Sydney's A.P. House serves pastrami pie in the sky
Cafe
There is either incredible genius or heartwarming irony behind A.P. Bakery opening their hotly anticipated cafe smack bang next to an exercise club on an outdoor rooftop in Surry Hills.
Anyone wishing to burn off head baker Dougal Muffet's pillowy buttermilk croissants, fragrant coconut and plum bakewell tarts or soft fermented potato ciabatta layered with crispy bacon, hot sauce and curry leaf butter, will rejoice at the convenience of fitness classes centimetres from their table.
And good luck to them. A.P. House, which sits atop the Paramount House Hotel and cheek-to-cheek with the Paramount Recreation Club, is full of people eating great parcels of extraordinary bread and baked goods with nary a thought for their thighs.
The plywood shelves near the front counter, stacked with baguettes, bomboloni (Italian doughnuts), Aleppo pepper and asiago cheese scrolls, fenugreek and sesame loaves, and other whackingly large bronzed breads made using heritage wheat, spelt and freshly milled rye, are gone in minutes.
Wrapped and hugged by dough-loving locals, workers, hotel guests and anyone virtuously dewy from a Pilates class behind the exercise club's gossamer curtains.
A.P. House is the work of All Purpose Bakery, a team including Muffet, Russell Beard, founder of Reuben Hills and the Paramount Coffee project, Mat Lindsay, owner and chef at Est and Poly, and Ping Jin Ng, who founded and owns Paramount House Hotel and Golden Age Cinema & Bar. Beard, Jin Ng and Lindsay are also co-owners of Shwarmama a few doors up the road.
In early 2021, A.P. Bakery was on the way to opening a cafe in a heritage-listed sandstone cottage in Darlinghurst before Covid-19 lockdowns and building delays got in the way. Its opening is slated for the next few months.
Lovers of A.P. Bakery have been getting their mitts on the pastries, croissants, buckwheat pain au chocolate, rosella wheat canele, sourdough baguettes, fermented potato buns and mixed grain loaves at Carriageworks markets, Paramount Coffee Project and Reuben Hills for months.

********

Decide whether each statement agrees with the A.P. House article. Answer yes or no for each and quote the deciding words. (a) A.P. House sits on top of the Paramount House Hotel. (b) A.P. Bakery's Darlinghurst cafe opened in early 2021. (c) Mat Lindsay founded Reuben Hills. Work from the A.P. House article alone.

********

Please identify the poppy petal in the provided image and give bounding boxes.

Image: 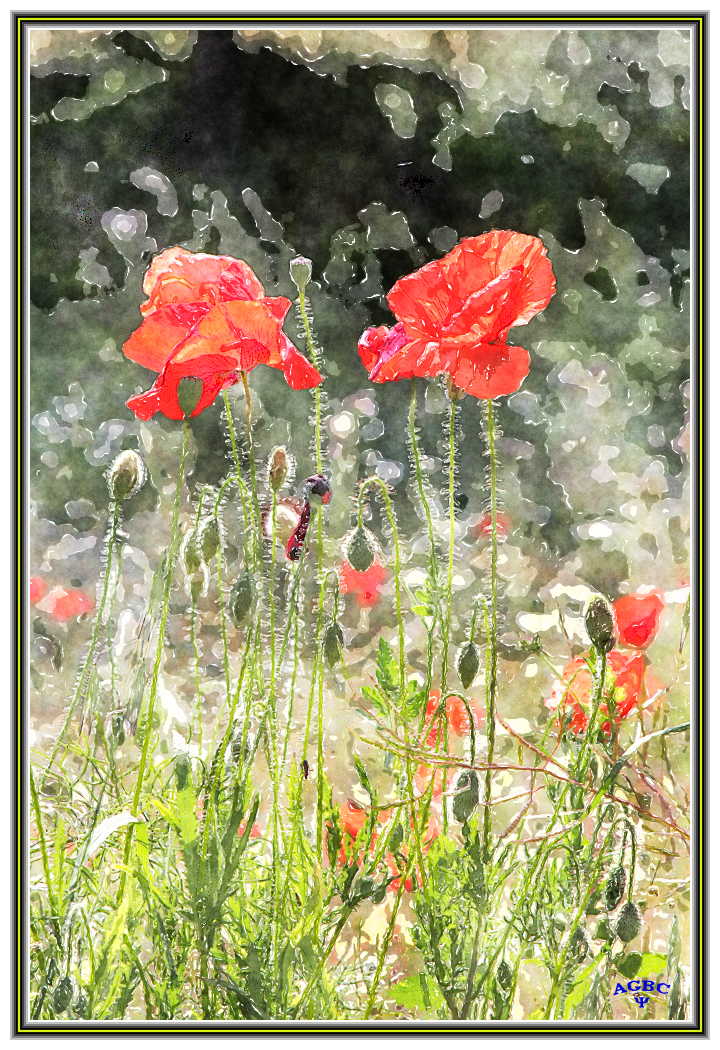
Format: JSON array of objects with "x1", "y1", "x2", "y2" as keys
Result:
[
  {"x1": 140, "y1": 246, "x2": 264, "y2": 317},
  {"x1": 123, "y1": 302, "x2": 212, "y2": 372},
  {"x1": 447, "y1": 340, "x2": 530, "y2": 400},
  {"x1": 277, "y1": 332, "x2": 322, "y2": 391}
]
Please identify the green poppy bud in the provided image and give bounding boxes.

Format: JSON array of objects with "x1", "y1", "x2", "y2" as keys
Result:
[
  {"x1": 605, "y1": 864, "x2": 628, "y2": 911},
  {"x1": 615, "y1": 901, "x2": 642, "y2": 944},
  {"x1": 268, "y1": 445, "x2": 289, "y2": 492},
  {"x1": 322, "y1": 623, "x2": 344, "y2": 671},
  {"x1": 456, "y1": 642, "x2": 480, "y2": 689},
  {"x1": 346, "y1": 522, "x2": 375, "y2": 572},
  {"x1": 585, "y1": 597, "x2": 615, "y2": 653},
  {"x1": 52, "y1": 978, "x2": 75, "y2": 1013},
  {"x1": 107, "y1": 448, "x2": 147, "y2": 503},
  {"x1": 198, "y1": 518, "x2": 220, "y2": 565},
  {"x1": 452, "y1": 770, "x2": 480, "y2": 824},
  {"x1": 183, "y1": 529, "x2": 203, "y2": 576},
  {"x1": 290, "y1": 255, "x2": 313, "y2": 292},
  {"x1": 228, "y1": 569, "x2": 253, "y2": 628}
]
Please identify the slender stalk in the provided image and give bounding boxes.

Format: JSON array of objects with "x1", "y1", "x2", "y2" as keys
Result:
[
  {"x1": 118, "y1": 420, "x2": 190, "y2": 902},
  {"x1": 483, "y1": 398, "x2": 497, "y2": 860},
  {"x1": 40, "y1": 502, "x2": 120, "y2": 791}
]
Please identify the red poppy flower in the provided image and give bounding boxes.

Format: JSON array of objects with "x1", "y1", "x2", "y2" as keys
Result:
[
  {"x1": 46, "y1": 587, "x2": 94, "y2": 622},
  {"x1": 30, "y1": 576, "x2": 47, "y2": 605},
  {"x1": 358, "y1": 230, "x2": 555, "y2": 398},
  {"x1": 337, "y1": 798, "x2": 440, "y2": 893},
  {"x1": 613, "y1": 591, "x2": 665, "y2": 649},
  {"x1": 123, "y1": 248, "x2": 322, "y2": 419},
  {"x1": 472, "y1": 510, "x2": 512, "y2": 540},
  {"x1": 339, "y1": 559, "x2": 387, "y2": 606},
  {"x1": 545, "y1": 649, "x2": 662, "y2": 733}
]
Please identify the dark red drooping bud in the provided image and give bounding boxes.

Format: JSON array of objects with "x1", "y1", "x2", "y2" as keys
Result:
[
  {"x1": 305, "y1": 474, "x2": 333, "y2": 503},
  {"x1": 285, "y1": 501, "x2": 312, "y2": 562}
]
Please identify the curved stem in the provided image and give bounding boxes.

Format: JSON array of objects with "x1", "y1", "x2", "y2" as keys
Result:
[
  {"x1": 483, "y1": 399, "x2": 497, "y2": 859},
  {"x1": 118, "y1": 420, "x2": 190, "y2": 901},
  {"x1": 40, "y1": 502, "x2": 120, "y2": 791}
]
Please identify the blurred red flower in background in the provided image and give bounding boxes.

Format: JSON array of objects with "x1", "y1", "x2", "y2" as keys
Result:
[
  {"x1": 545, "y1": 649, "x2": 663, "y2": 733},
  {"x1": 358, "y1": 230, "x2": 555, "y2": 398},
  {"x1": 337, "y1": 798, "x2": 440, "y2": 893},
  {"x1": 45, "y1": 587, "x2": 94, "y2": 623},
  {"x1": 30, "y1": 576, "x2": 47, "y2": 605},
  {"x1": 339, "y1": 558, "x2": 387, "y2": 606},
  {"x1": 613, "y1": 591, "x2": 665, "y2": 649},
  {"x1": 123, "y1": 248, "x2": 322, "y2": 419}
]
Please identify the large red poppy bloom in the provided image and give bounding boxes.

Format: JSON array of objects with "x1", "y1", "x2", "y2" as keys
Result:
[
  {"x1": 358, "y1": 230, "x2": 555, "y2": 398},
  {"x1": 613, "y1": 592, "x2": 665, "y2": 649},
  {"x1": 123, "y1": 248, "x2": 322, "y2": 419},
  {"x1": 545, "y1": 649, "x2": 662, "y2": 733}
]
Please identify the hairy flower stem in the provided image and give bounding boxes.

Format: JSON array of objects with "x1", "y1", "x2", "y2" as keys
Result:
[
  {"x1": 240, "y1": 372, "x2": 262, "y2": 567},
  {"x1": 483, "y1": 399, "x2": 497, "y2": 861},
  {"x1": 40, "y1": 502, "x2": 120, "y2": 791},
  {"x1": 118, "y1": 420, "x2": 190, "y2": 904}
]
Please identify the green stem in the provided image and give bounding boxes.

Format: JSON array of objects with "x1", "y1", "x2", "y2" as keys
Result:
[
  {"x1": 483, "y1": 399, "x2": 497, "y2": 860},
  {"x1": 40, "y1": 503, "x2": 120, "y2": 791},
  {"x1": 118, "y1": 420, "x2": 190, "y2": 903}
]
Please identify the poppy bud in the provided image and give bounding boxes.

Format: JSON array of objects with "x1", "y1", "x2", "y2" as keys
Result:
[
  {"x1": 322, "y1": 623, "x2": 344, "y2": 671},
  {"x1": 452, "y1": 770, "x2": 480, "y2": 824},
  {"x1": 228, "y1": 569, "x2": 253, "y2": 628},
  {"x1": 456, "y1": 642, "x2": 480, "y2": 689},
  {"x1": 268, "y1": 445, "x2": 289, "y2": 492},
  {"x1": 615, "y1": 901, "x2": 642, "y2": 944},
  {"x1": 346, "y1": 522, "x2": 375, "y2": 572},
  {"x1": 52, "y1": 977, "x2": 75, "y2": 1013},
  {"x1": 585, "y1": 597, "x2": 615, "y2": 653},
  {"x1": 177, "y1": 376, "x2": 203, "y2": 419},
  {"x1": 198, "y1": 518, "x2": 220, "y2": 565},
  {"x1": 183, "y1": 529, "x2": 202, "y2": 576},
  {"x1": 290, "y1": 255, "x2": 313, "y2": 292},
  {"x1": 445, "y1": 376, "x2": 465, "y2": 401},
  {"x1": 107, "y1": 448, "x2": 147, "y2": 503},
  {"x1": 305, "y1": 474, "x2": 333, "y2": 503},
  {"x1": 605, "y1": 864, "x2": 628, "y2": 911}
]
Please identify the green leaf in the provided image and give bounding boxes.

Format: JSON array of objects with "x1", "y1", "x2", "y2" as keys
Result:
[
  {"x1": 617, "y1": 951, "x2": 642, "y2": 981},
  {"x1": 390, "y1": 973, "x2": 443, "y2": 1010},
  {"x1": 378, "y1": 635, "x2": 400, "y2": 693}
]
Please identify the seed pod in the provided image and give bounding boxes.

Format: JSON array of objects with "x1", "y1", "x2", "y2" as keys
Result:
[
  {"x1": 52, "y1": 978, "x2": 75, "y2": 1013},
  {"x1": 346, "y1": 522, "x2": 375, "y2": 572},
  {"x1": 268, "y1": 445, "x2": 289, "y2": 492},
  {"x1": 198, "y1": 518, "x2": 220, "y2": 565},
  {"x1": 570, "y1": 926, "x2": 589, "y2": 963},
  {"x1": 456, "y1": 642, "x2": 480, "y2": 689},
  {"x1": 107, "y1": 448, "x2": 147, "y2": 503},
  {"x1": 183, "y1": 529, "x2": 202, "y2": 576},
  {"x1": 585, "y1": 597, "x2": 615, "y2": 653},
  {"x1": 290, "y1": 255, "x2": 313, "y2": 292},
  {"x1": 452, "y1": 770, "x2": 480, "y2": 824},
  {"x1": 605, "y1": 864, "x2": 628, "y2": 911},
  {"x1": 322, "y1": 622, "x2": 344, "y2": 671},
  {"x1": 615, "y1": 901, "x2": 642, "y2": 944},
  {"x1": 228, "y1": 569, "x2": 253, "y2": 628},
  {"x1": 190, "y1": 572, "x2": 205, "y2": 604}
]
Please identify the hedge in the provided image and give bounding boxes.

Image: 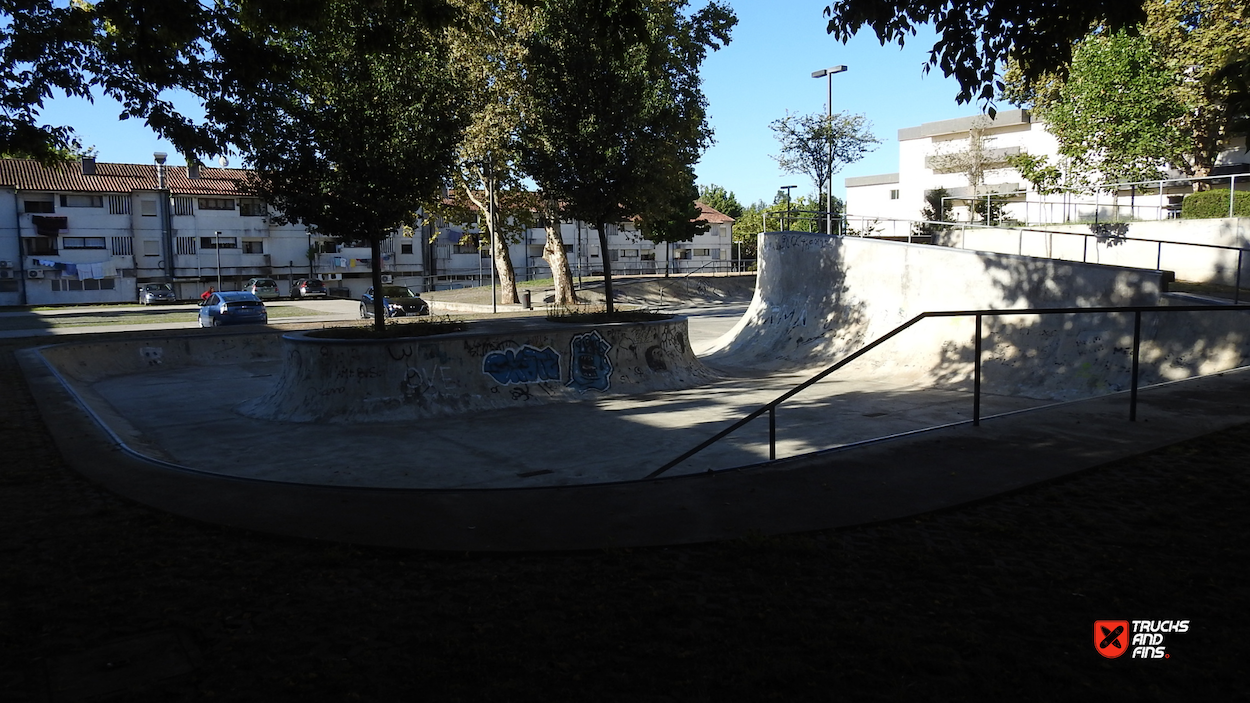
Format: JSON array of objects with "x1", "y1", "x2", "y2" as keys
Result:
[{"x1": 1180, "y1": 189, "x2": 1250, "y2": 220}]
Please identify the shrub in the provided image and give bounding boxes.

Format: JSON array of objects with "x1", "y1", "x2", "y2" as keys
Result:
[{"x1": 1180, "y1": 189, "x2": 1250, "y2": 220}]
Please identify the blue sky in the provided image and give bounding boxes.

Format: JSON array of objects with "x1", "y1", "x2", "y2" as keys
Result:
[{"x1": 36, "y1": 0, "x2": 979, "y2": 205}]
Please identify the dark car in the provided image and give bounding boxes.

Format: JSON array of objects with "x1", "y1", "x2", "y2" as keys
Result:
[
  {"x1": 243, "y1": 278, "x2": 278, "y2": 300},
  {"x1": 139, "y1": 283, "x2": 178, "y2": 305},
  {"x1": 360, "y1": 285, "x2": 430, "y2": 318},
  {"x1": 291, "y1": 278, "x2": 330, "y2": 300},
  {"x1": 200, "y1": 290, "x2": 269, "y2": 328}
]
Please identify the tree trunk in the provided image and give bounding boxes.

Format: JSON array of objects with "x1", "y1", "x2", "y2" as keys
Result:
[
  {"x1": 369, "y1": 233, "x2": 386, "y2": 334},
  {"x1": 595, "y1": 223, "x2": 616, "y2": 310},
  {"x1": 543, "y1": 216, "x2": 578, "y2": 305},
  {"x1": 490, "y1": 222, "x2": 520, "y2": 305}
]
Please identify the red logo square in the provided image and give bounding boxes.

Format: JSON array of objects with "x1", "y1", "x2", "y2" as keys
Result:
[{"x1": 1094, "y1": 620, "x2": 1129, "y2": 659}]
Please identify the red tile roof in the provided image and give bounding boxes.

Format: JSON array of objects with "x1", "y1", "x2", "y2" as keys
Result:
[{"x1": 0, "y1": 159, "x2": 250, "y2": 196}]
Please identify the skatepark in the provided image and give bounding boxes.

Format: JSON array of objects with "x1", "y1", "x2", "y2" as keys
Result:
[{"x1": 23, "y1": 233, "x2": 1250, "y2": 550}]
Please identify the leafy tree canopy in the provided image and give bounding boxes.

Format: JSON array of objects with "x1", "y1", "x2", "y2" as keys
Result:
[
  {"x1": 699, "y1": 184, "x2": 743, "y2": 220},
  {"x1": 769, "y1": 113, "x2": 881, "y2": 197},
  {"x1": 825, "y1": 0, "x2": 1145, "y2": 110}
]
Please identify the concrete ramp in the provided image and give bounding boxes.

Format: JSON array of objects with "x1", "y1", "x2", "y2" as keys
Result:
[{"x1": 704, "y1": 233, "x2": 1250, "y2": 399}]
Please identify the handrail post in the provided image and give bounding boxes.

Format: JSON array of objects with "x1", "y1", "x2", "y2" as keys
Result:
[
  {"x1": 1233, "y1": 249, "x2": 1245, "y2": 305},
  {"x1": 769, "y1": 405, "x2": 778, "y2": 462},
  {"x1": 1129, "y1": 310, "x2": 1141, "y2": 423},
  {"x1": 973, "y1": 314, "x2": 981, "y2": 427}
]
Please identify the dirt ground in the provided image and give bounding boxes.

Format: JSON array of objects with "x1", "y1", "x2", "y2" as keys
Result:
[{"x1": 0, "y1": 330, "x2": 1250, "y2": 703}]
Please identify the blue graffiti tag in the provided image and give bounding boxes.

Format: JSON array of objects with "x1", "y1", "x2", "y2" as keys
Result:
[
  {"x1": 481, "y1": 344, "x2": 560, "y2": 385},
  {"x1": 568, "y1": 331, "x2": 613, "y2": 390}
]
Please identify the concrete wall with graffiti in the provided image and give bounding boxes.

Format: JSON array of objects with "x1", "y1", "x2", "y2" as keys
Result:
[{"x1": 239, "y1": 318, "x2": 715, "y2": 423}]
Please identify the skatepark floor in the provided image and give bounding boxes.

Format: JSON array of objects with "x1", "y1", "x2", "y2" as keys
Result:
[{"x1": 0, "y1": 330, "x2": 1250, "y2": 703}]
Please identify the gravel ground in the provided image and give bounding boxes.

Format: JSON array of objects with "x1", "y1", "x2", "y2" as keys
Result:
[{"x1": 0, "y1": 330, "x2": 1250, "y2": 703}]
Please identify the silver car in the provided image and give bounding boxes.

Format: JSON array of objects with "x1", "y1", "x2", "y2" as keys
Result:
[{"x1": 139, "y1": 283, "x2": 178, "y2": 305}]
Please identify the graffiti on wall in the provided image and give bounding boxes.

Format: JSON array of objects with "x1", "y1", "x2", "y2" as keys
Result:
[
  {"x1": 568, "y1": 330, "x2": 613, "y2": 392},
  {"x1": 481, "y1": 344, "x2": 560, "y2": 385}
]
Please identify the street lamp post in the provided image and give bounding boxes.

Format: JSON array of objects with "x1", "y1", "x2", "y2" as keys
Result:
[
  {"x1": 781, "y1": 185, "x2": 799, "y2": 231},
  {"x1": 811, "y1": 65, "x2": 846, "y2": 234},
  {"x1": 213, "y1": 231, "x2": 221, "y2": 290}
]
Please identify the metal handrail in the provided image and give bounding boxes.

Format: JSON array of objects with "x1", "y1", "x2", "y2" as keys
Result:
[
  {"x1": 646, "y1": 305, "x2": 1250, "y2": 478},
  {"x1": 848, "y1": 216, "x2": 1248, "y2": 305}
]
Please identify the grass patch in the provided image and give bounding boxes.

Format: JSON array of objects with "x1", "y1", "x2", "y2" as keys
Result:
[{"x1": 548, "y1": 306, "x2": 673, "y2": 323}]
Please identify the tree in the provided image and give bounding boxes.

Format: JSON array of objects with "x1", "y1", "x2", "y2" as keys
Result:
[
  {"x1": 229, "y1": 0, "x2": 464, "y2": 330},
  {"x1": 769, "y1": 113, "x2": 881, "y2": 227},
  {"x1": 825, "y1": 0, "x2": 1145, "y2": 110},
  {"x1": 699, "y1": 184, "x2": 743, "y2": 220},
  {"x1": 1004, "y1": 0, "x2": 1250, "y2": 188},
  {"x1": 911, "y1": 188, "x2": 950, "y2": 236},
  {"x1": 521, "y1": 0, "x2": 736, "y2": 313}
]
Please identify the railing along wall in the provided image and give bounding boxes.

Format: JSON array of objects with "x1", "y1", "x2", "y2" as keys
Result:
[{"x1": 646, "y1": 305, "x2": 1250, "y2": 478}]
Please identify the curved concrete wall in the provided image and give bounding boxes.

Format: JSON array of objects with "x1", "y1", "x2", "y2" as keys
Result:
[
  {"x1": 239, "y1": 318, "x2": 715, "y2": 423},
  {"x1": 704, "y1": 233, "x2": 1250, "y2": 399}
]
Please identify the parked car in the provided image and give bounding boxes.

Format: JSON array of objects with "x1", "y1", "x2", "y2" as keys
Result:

********

Result for this exercise:
(a) Yes: "which sits atop the Paramount House Hotel"
(b) No: "before Covid-19 lockdowns and building delays got in the way. Its opening is slated for the next few months."
(c) No: "Russell Beard, founder of Reuben Hills and the Paramount Coffee project"